▶ **Extracted records**:
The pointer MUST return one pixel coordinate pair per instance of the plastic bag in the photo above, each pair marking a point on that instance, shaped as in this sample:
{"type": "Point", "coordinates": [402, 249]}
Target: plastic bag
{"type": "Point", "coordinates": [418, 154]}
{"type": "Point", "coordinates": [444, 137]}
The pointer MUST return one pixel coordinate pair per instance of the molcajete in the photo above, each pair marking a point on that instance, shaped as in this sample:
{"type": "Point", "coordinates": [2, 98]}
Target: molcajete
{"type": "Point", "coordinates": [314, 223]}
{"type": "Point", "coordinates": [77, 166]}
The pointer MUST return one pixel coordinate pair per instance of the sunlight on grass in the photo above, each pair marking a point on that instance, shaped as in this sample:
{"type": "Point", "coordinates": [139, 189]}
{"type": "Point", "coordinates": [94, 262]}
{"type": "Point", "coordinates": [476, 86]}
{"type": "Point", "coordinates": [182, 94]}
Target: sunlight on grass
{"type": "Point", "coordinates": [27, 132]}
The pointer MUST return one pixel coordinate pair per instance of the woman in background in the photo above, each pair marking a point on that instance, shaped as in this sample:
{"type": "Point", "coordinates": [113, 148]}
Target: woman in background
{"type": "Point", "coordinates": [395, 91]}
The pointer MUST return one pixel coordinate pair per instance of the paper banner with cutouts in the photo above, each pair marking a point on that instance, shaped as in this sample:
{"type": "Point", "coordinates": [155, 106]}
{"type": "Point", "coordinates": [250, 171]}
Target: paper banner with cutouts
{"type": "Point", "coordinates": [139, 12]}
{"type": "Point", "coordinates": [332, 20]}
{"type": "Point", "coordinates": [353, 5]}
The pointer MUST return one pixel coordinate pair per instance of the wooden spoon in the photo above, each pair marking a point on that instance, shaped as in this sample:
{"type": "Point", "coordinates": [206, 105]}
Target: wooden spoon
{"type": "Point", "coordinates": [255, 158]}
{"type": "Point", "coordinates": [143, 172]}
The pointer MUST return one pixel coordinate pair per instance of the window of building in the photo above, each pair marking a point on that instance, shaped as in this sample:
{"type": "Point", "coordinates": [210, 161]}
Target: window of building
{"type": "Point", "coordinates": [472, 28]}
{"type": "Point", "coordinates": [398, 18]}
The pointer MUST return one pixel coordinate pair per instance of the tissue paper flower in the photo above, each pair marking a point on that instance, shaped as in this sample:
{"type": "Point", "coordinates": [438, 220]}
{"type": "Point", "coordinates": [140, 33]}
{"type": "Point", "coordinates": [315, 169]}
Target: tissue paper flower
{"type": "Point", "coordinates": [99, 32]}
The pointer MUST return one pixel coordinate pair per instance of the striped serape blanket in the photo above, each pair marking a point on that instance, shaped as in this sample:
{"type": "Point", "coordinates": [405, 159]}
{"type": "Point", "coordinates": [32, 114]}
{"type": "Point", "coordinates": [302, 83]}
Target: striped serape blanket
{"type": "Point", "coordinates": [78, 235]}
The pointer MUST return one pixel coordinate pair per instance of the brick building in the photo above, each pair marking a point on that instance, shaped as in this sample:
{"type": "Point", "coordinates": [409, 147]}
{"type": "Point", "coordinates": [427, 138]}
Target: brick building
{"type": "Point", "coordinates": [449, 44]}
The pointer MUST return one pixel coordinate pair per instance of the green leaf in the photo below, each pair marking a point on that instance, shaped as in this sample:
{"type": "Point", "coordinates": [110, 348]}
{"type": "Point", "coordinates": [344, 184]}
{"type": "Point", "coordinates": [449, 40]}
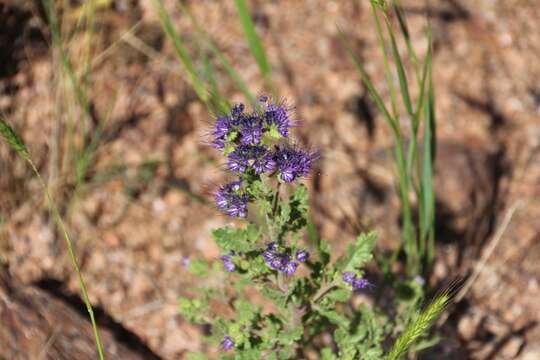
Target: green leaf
{"type": "Point", "coordinates": [13, 140]}
{"type": "Point", "coordinates": [358, 254]}
{"type": "Point", "coordinates": [255, 44]}
{"type": "Point", "coordinates": [276, 296]}
{"type": "Point", "coordinates": [339, 295]}
{"type": "Point", "coordinates": [419, 327]}
{"type": "Point", "coordinates": [293, 214]}
{"type": "Point", "coordinates": [328, 354]}
{"type": "Point", "coordinates": [199, 268]}
{"type": "Point", "coordinates": [193, 310]}
{"type": "Point", "coordinates": [238, 240]}
{"type": "Point", "coordinates": [196, 356]}
{"type": "Point", "coordinates": [181, 50]}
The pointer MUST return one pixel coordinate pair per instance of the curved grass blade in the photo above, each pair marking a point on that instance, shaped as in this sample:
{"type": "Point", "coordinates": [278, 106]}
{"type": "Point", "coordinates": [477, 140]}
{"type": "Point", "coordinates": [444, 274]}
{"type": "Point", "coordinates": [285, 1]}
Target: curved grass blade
{"type": "Point", "coordinates": [181, 50]}
{"type": "Point", "coordinates": [419, 327]}
{"type": "Point", "coordinates": [13, 140]}
{"type": "Point", "coordinates": [18, 145]}
{"type": "Point", "coordinates": [255, 44]}
{"type": "Point", "coordinates": [402, 75]}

▶ **Short exercise**: Copy every line above word for word, leaving the pictures out.

▶ **Result of this exercise**:
The pointer MUST return one pixel coordinate pair per instance of the plastic bag in the photo above, each pair marking a point on that instance, shaped as in this sample:
{"type": "Point", "coordinates": [402, 249]}
Target: plastic bag
{"type": "Point", "coordinates": [418, 154]}
{"type": "Point", "coordinates": [444, 137]}
The pointer MUST return one pixel coordinate pair per instance of the molcajete in the photo above, each pair marking a point on that instance, shaped as in this sample:
{"type": "Point", "coordinates": [2, 98]}
Target: molcajete
{"type": "Point", "coordinates": [314, 223]}
{"type": "Point", "coordinates": [77, 166]}
The pointer MUST return one pixel coordinate pair per instance of the sunlight on grass in the photo above, each pair marking a point on that instance, shaped as in this sample:
{"type": "Point", "coordinates": [139, 189]}
{"type": "Point", "coordinates": [94, 262]}
{"type": "Point", "coordinates": [476, 86]}
{"type": "Point", "coordinates": [182, 94]}
Target: sunlight on grass
{"type": "Point", "coordinates": [27, 132]}
The pointer MUST return one pixel coordinate pair per instance of the woman in background in the photo above, each pair marking a point on that instance, shaped as in this sample:
{"type": "Point", "coordinates": [113, 148]}
Target: woman in background
{"type": "Point", "coordinates": [395, 91]}
The pointer MUST return one pixel coordinate pair per instance of the paper banner with cutouts in the photo above, each pair marking a point on that instance, shaped as in this sample:
{"type": "Point", "coordinates": [155, 106]}
{"type": "Point", "coordinates": [250, 171]}
Target: paper banner with cutouts
{"type": "Point", "coordinates": [139, 12]}
{"type": "Point", "coordinates": [332, 20]}
{"type": "Point", "coordinates": [353, 5]}
The pointer MUST return one pixel coordinate pair per instance of the wooden spoon in the photo above, each pair marking a point on that instance, shaped as in this sample:
{"type": "Point", "coordinates": [206, 105]}
Target: wooden spoon
{"type": "Point", "coordinates": [255, 158]}
{"type": "Point", "coordinates": [143, 172]}
The pointer MUST return one pixel coordinate pair per instance of the window of building in the photo above, each pair marking a point on that instance, shaped as in this sample:
{"type": "Point", "coordinates": [210, 161]}
Target: window of building
{"type": "Point", "coordinates": [472, 28]}
{"type": "Point", "coordinates": [398, 18]}
The pointer MUST return one pixel coordinate pair per instance of the tissue paper flower in the photo above, each pair marking a point on that instance, shaped as in this sample:
{"type": "Point", "coordinates": [438, 220]}
{"type": "Point", "coordinates": [140, 33]}
{"type": "Point", "coordinates": [315, 169]}
Target: tissue paper flower
{"type": "Point", "coordinates": [99, 32]}
The pointer MUST return one pixel coordinate pair per instance of the striped serape blanket in the photo above, each pair marking a point on that instance, shaped as in this sample:
{"type": "Point", "coordinates": [405, 159]}
{"type": "Point", "coordinates": [32, 114]}
{"type": "Point", "coordinates": [302, 83]}
Target: striped serape blanket
{"type": "Point", "coordinates": [78, 235]}
The pointer MUST return one pixel coordinate pair per instance of the brick building in the photo above, each pair marking a point on that instance, shaped as in this sample:
{"type": "Point", "coordinates": [409, 147]}
{"type": "Point", "coordinates": [427, 138]}
Target: brick building
{"type": "Point", "coordinates": [449, 44]}
The pointer MUST return one pixel coordinate pair per instance of the green leaf in the photo below, each pair marking a point on that instance, shaped as in this sample:
{"type": "Point", "coordinates": [110, 348]}
{"type": "Point", "coordinates": [344, 184]}
{"type": "Point", "coordinates": [449, 40]}
Target: green leaf
{"type": "Point", "coordinates": [13, 140]}
{"type": "Point", "coordinates": [358, 254]}
{"type": "Point", "coordinates": [255, 44]}
{"type": "Point", "coordinates": [276, 296]}
{"type": "Point", "coordinates": [339, 295]}
{"type": "Point", "coordinates": [419, 327]}
{"type": "Point", "coordinates": [293, 214]}
{"type": "Point", "coordinates": [328, 354]}
{"type": "Point", "coordinates": [199, 268]}
{"type": "Point", "coordinates": [193, 310]}
{"type": "Point", "coordinates": [238, 240]}
{"type": "Point", "coordinates": [196, 356]}
{"type": "Point", "coordinates": [181, 50]}
The pointer MUST return one pixel coordinate pair per instance of the curved grass blade in the photo above, each pair marking a point on that instance, shaped as in this sample:
{"type": "Point", "coordinates": [278, 106]}
{"type": "Point", "coordinates": [477, 140]}
{"type": "Point", "coordinates": [444, 274]}
{"type": "Point", "coordinates": [285, 1]}
Target: curved grass blade
{"type": "Point", "coordinates": [181, 50]}
{"type": "Point", "coordinates": [419, 327]}
{"type": "Point", "coordinates": [13, 140]}
{"type": "Point", "coordinates": [18, 145]}
{"type": "Point", "coordinates": [255, 44]}
{"type": "Point", "coordinates": [402, 75]}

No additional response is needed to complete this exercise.